Text segment:
····················

Seems merged in 6.19.  Should we Cc stable@ ?

> Signed-off-by: Usama Arif <usama.arif@linux.dev>

Reviewed-by: SJ Park <sj@kernel.org>

> ---
>  mm/migrate_device.c | 21 ++++++++++++++++++---
>  1 file changed, 18 insertions(+), 3 deletions(-)
> 
> diff --git a/mm/migrate_device.c b/mm/migrate_device.c
> index 2f8b646302c2..f5a5f699e98e 100644
> --- a/mm/migrate_device.c
> +++ b/mm/migrate_device.c
> @@ -77,6 +77,9 @@ static int migrate_vma_collect_hole(unsigned long start,
>   * @folio: the folio to split
>   * @fault_page: struct page associated with the fault if any
>   *
> + * If @folio is not the folio containing @fault_page, the caller must hold a
> + * reference on @folio. The helper consumes that reference.
> + *
>   * Returns 0 on success
>   */
>  static int migrate_vma_split_folio(struct folio *folio,
> @@ -86,10 +89,8 @@ static int migrate_vma_split_folio(struct folio *folio,
>  	struct folio *fault_folio = fault_page ? page_folio(fault_page) : NULL;
>  	struct folio *new_fault_folio = NULL;
>  
> -	if (folio != fault_folio) {
> -		folio_get(folio);
> +	if (folio != fault_folio)
>  		folio_lock(folio);
> -	}
>  
>  	ret = split_folio(folio);
>  	if (ret) {
> @@ -310,6 +311,13 @@ static int migrate_vma_collect_pmd(pmd_t *pmdp,
>  			if (folio_test_large(folio)) {
>  				int ret;
>  
> +				/*
> +				 * Keep the folio stable after dropping the PTE
> +				 * lock. migrate_vma_split_folio() consumes this
> +				 * reference.
> +				 */
> +				if (folio != fault_folio)

····················

Exercise tasks:
A) In the mm/migrate_device.c patch review, what must the caller hold when @folio is not the folio containing @fault_page?
B) Pick up the mm/migrate_device.c patch review right after its final line and keep writing it.

Data block:
····················

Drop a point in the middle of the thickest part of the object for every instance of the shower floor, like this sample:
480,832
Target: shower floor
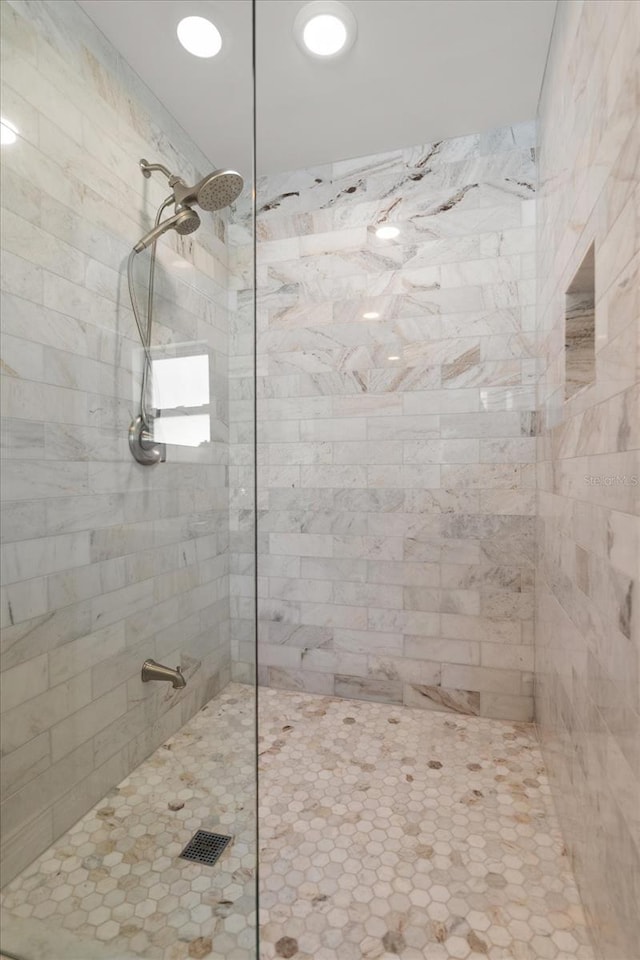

····················

Task answers:
A) A reference on @folio, which the helper consumes.

B)
> +					folio_get(folio);
>  				lazy_mmu_mode_disable();
>  				pte_unmap_unlock(ptep, ptl);
>  				ret = migrate_vma_split_folio(folio,
> @@ -353,6 +361,13 @@ static int migrate_vma_collect_pmd(pmd_t *pmdp,
>  			if (folio && folio_test_large(folio)) {
>  				int ret;
>  
> +				/*
> +				 * Keep the folio stable after dropping the
> +				 * PTE lock. migrate_vma_split_folio() consumes
> +				 * this reference.
> +				 */

I don't mind having the above comments.  Nonetheless, having same content but
different wrapping look special to me.

If people really hate having two (incompletely) duplicated comments, what about
separating the recurring code out and adding the coment once on the function?
Maybe having a hotfix version without the comment and later refactoring with
the function can also be an option?  Just a pure loud thinking.

Anyway, thank you for making Linux safer! :)

> +				if (folio != fault_folio)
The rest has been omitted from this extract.